### Excerpt to read
· · · · · · ·

The Mbe Mountains are surrounded by nine communities with a total population of approximately 10,000 people. With local support, and constant efforts by a team of 14 eco-guards managed by WCS, levels of hunting have been reduced compared to surrounding areas, but hunting is still a major threat. Most hunting is done with wire snares and shotguns to supply the bushmeat trade, dogs are also used occasionally. Farming and logging in surrounding lowlands threatens to isolate Mbe from adjacent forests and to destroy the two corridors linking Mbe to Afi and Okwangwo. Illegal logging, particularly for ebony, is a growing problem particularly within the lowland areas surrounding the Mbe Mountains.
Community-based Conservation. forms the basis of our current work in the Mbe Mountains. In 2007 WCS helped establish the Conservation Association of the Mbe Mountains (CAMM) to protect the forest and its wildlife as well as boosting local development. WCS has worked closely with CAMM since then – helping to produce a management plan for the area and with boundary demarcation. Building the capacity of CAMM is an important part of our work in the Mbe Mountains. In the long-term we hope to develop basic facilities to accommodate tourists and thus provide local benefits through conservation.

· · · · · · ·

### Required task A
Could you extract the stretch from "Community-based Conservation. forms" through "benefits through conservation." in the Mbe Mountains passage, copying it word for word?
### Required task B
Can you extend the Mbe Mountains passage by writing what follows its final sentence?

### Information provided
· · · · · · ·

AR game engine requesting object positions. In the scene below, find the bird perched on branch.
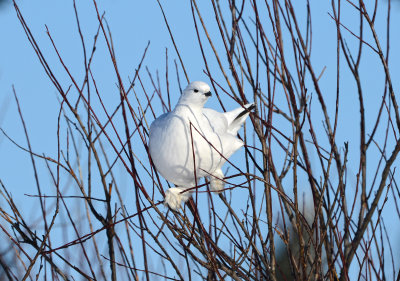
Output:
[149,81,254,210]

· · · · · · ·

### Right answer A
Community-based Conservation. forms the basis of our current work in the Mbe Mountains. In 2007 WCS helped establish the Conservation Association of the Mbe Mountains (CAMM) to protect the forest and its wildlife as well as boosting local development. WCS has worked closely with CAMM since then – helping to produce a management plan for the area and with boundary demarcation. Building the capacity of CAMM is an important part of our work in the Mbe Mountains. In the long-term we hope to develop basic facilities to accommodate tourists and thus provide local benefits through conservation.

### Right answer B
WCS supports SMART-based patrols by eco-guards to provide more effective protection of gorillas, chimpanzees and drill in the Mbe Mountains. We do this through training and the provision of field rations, camping allowances and essential field equipment. These patrols are focused on areas known to be inhabited by Cross River gorillas and have successfully reduced levels of hunting. WCS currently employs 14 eco-guards, most of whom are ex-hunters, to enforce local rules and regulations governing use of the area.
SMART is an improved law enforcement monitoring system and a suite of best practices that help protected area managers better monitor, evaluate and adaptively manage patrolling activities. The introduction of CyberTracker in 2009 (replaced by SMART in 2016) has helped reduce poaching and other illegal activities in the Mbe Mountains.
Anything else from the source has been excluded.